◆ Prompt ◆
Echo the following records line for line, omitting the pictures.

[start of Data section]

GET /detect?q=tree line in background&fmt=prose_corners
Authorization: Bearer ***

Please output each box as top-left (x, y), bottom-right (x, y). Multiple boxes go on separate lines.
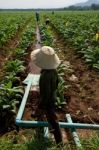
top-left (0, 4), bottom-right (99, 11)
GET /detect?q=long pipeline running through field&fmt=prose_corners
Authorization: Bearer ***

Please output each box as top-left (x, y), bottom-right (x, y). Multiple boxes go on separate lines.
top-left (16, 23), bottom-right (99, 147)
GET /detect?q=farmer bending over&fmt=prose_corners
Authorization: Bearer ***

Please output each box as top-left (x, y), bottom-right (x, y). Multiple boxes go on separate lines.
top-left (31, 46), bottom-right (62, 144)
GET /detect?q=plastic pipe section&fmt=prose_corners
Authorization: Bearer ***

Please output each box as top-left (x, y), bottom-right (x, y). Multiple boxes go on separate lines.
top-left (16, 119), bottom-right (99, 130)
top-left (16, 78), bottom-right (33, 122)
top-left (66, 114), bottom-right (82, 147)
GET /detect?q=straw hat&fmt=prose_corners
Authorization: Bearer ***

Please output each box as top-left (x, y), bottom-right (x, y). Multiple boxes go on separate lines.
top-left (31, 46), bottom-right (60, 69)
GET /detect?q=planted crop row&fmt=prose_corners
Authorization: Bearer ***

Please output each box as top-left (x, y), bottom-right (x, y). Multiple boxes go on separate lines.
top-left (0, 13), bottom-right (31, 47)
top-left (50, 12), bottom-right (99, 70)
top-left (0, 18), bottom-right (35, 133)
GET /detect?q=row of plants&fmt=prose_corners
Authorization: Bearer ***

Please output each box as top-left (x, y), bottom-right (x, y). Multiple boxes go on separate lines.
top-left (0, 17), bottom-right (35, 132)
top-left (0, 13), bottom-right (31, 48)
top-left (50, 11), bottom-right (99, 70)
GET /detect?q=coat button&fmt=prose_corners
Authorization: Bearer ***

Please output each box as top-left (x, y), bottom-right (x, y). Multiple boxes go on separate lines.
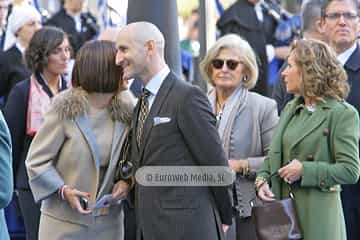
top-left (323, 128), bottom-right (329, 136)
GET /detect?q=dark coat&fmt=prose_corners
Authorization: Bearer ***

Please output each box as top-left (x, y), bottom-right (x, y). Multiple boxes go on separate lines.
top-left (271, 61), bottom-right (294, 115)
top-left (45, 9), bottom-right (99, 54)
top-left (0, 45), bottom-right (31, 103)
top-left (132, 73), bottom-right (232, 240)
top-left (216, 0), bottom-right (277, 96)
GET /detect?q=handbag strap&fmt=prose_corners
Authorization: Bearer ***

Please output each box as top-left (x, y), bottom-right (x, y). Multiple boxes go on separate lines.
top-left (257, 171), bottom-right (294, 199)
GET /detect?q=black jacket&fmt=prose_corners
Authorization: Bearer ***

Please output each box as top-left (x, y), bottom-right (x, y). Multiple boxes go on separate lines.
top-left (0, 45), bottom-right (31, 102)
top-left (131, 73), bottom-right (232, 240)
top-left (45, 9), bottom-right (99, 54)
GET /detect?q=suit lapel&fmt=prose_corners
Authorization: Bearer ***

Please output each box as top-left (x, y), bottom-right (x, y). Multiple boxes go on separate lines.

[end of Data section]

◆ Task response ◆
GET /detect?q=tree line in background&fmt=prose_corners
Authorization: Bearer ***

Please output each box as top-left (x, y), bottom-right (x, y). Multiple boxes go on separate lines.
top-left (0, 4), bottom-right (99, 11)
GET /detect?q=long pipeline running through field&fmt=prose_corners
Authorization: Bearer ***

Please output each box as top-left (x, y), bottom-right (x, y). Multiple boxes go on separate lines.
top-left (16, 23), bottom-right (99, 147)
GET /detect?q=farmer bending over&fmt=prose_corners
Authorization: Bearer ***

Please output each box as top-left (x, y), bottom-right (x, y). Multiple boxes go on separate lines.
top-left (31, 46), bottom-right (62, 144)
GET /detect?q=plastic pipe section&fmt=prose_corners
Authorization: Bearer ***

Please output each box as top-left (x, y), bottom-right (x, y). Multiple boxes go on separate lines.
top-left (16, 119), bottom-right (99, 130)
top-left (16, 78), bottom-right (33, 122)
top-left (66, 114), bottom-right (82, 147)
GET /detect?q=straw hat&fmt=prose_corners
Authorization: Bearer ***

Please output each box as top-left (x, y), bottom-right (x, y). Multiple boxes go on separate lines.
top-left (31, 46), bottom-right (60, 69)
GET /detect?q=planted crop row&fmt=prose_corners
Authorization: Bearer ***

Please output each box as top-left (x, y), bottom-right (x, y). Multiple boxes go on separate lines.
top-left (0, 13), bottom-right (31, 47)
top-left (50, 12), bottom-right (99, 70)
top-left (0, 18), bottom-right (35, 133)
GET /detect?q=row of plants&fmt=prose_corners
Authorization: Bearer ***

Please output each box as top-left (x, y), bottom-right (x, y). Multiple boxes go on separate lines.
top-left (0, 17), bottom-right (35, 132)
top-left (0, 13), bottom-right (31, 48)
top-left (50, 11), bottom-right (99, 70)
GET /detect?q=coat button&fmt=prose_corners
Authorization: Bearer ***

Please output each box as top-left (x, y), bottom-right (x, y). Multiple boxes go on separate lines.
top-left (323, 128), bottom-right (329, 136)
GET /detect?q=dark coat&fmt=prose_corners
Authorization: Bearer ***

Please output each box as top-left (x, y), bottom-right (x, y). Multiple boxes go on separate lines.
top-left (271, 61), bottom-right (294, 115)
top-left (45, 9), bottom-right (99, 54)
top-left (0, 45), bottom-right (31, 103)
top-left (132, 73), bottom-right (232, 240)
top-left (216, 0), bottom-right (277, 96)
GET /detect?q=handbag strap&fmt=prose_corners
Authorization: Bearer ***

Please output each box as top-left (x, y), bottom-right (x, y). Multiple boxes go on separate lines.
top-left (257, 171), bottom-right (294, 199)
GET /detect?q=black jacket&fmt=prose_corners
Authorization: Bearer ***

Please output each box as top-left (x, y), bottom-right (x, y). Multiple boxes go on separate lines.
top-left (0, 45), bottom-right (31, 102)
top-left (131, 73), bottom-right (232, 240)
top-left (45, 9), bottom-right (99, 54)
GET /detect?q=suit lapel&fmt=prose_corners
Authorization: Bearer ***

Please output each box as top-left (x, y), bottom-right (x, y). Multiple boxes go on separate lines.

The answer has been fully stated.